Verilen metin =
En az beden kadar ruhun da beslenmeye, itina gösterilmeye, hatta pohpohlanmaya ihtiyacı var. Bunlar da yetmez, kendini güvende hissetmeye, güçlü olduğunu düşünmeye ve değiştiremeyeceği şeyleri kabullenmeye de ihtiyaç duyar ruhumuz. Ve tabi ki biraz da eğlendirilmeye! Zaten böyle olduğu için de eskiden beri gelen söylem dün olduğu gibi, bugünde, yarında geçerliliğini koruyacak olan “müzik ruhun gıdasıdır” sözüdür.
Ruh da beden de ‘keyif almak’ üzere planlanmış bir organizasyona sahiptir. Keyif almak, sağlığı en az beslenme kadar etkiler. Keyif, en sevdiğim sözcüklerden biri. Hayattan, hayata ilişkin bazı şeylerden -yemekten, içmekten, hareket etmekten, dost sohbetlerinden, müzik dinlemekten, okumaktan, yazmaktan ve daha pek çok şeyden– keyif almak, haz duymak hayatın doğasında zaten var.
Haz duygusu da beslenip büyütülmeli, korunup kollanmalıdır. Beden ruhun, ruh bedenin keyif aldığı, haz duyduğu, kendini daha iyi ve daha mutlu hissettiği aktivitelerden hoşlanır.
Dengeli bir ruhsal yaşam iyi bir hayatın mihenk taşıdır. Ailenize ve sosyal ilişkilerinize gereken önemi vermek, daha sağlıklı ve mutlu bir ruhsal yaşamın garantisidir. İşte bu sebeple, anne-baba ve kardeşlerinize, eşinize, çocuklarınıza, dost ve arkadaşlarınıza, akrabalarınıza, komşularınıza zaman ayırmaya çalışın.

(Kayıtlı girdiler)
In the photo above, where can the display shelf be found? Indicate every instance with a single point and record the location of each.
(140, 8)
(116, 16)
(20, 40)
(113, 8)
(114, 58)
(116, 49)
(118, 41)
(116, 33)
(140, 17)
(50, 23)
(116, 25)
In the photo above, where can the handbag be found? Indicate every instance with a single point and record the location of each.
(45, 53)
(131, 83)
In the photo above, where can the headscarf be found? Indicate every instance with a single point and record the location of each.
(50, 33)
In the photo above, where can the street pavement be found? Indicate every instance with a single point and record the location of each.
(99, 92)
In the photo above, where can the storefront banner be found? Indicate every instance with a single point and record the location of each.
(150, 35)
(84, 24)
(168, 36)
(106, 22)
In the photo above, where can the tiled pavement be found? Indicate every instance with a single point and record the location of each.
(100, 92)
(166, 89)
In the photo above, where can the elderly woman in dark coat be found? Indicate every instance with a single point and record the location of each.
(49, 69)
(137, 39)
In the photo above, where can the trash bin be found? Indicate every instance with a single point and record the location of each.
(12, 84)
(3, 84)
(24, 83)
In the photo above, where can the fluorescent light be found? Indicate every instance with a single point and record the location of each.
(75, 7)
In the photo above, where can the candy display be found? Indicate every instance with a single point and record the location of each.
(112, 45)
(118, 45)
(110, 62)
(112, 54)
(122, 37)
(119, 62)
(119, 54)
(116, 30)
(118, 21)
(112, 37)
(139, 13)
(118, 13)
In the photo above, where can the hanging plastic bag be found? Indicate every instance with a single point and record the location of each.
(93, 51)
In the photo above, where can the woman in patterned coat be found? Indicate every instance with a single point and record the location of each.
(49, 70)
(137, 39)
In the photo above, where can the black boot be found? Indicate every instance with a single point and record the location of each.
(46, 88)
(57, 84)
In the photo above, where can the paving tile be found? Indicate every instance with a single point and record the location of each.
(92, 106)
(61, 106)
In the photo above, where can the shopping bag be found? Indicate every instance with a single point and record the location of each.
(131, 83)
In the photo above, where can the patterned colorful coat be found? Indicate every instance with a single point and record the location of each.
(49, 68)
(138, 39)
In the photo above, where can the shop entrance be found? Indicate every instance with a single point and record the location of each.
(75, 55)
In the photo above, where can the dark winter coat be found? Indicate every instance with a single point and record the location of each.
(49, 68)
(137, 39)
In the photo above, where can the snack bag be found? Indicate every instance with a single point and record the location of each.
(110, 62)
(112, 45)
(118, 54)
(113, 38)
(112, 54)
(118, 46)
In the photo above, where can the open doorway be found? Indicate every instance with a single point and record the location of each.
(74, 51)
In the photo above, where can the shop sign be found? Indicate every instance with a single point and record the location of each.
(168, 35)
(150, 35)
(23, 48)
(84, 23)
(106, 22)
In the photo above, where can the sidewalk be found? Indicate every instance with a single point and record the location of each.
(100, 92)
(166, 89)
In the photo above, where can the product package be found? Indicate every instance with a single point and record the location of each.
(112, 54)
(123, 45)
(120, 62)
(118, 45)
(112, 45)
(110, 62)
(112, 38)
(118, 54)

...

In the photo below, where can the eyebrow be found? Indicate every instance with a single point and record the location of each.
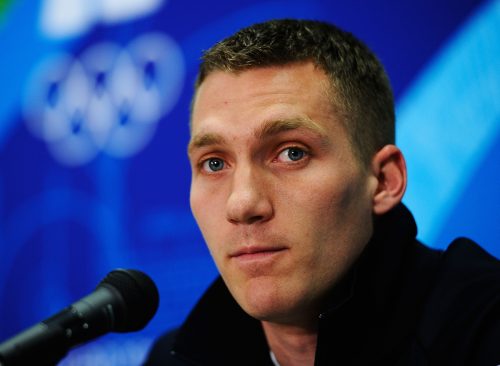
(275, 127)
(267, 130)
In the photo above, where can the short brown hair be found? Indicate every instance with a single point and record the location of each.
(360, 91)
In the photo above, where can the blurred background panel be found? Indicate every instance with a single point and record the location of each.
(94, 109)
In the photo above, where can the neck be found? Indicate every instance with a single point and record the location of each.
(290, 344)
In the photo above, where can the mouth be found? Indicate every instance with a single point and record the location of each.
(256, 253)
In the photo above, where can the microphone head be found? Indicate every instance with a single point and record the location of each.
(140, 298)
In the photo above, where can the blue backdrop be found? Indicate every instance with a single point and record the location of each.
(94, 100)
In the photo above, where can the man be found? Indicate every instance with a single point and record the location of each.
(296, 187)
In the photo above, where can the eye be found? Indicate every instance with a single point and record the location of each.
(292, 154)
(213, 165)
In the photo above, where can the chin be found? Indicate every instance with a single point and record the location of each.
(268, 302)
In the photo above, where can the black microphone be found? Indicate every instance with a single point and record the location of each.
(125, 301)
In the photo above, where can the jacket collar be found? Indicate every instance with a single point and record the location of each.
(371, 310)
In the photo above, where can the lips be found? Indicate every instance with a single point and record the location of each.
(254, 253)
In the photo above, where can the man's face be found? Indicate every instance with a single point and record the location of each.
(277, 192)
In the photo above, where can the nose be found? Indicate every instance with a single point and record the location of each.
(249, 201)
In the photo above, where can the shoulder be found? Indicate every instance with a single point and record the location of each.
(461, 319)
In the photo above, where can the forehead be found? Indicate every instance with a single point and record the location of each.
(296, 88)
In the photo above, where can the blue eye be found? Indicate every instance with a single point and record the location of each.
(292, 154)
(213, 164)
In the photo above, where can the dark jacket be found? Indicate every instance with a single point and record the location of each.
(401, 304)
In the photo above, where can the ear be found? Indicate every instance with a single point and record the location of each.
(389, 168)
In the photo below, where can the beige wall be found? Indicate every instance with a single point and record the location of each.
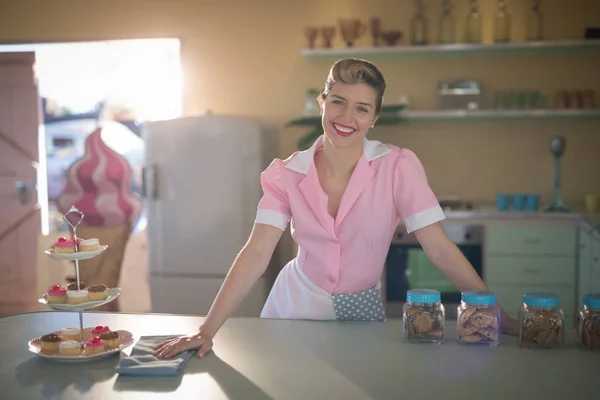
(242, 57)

Yapılacak görevler =
**a)** Listede "patterned" dizesini içeren bütün satırları sıralayın.
**b)** Ruhun beslenmesini ve keyif almayı anlatan metni kaldığı yerden lütfen sürdürün.
Metin ile liste arasında hiçbir bağlantı yoktur.

Yanıtlar =
**a)**
In the photo above, where can the woman in patterned coat be found? Indicate every instance with a single point and record the location of each.
In the photo above, where can the patterned colorful coat be found? Indicate every instance with a single point and record the location of each.

**b)**
Unutmayın ki, onlarla olmak, onlara özen göstermek size son derece önemli ve değerli bir duygu olan ‘aidiyet hissi’ olarak geri dönecektir. Bir yere, bir aileye ve dostlara ait olma duygusu, insanın kendini güvende hissetmesini ve bu yaşam içinde kendine bir yer bulmasını sağlar. Bu kombinasyon içinde bir şeyler eksik kalırsa, ruh da artık rahatsız olmaya başlamıştır demektir.
Ruhumuzu seversek, ona saygı duyup önemsersek bu bize kendimizi sevmenin, kendimizden mutlu olmanın yolu açacaktır. Gördüğünüz gibi benden ve ruh sağlığımız hep birbiriyle bağlantılıdır. Birinden biri rahatsız oldu mu, diğeri de onun kadar etkileniyor. Bedenimiz, ölçüleri ne olursa olsun, ancak ruhumuz sayesinde şekil alıyor, anlam ve kimlik kazanıyor. Ruhumuz, bedenimizin hediyesi. Yaşarken hem kendimize, hem bizi tanıyanlara hayatı yaşanır kılan varlığımız. Öldükten sonra arkamızda bıraktığımız, ölü bedenimiz toprak olurken, hafızalarda kalanımız ise ruhumuzun bıraktığı işler hep yaşayacaktır. Ne kadar güzel beslemişsek, o kadar güzel hatırlanan, o kadar sevgiyle anılan, ismimiz söylenince akla gelen aslında ruhumuzun bıraktığı izdir, bedenimizin değil.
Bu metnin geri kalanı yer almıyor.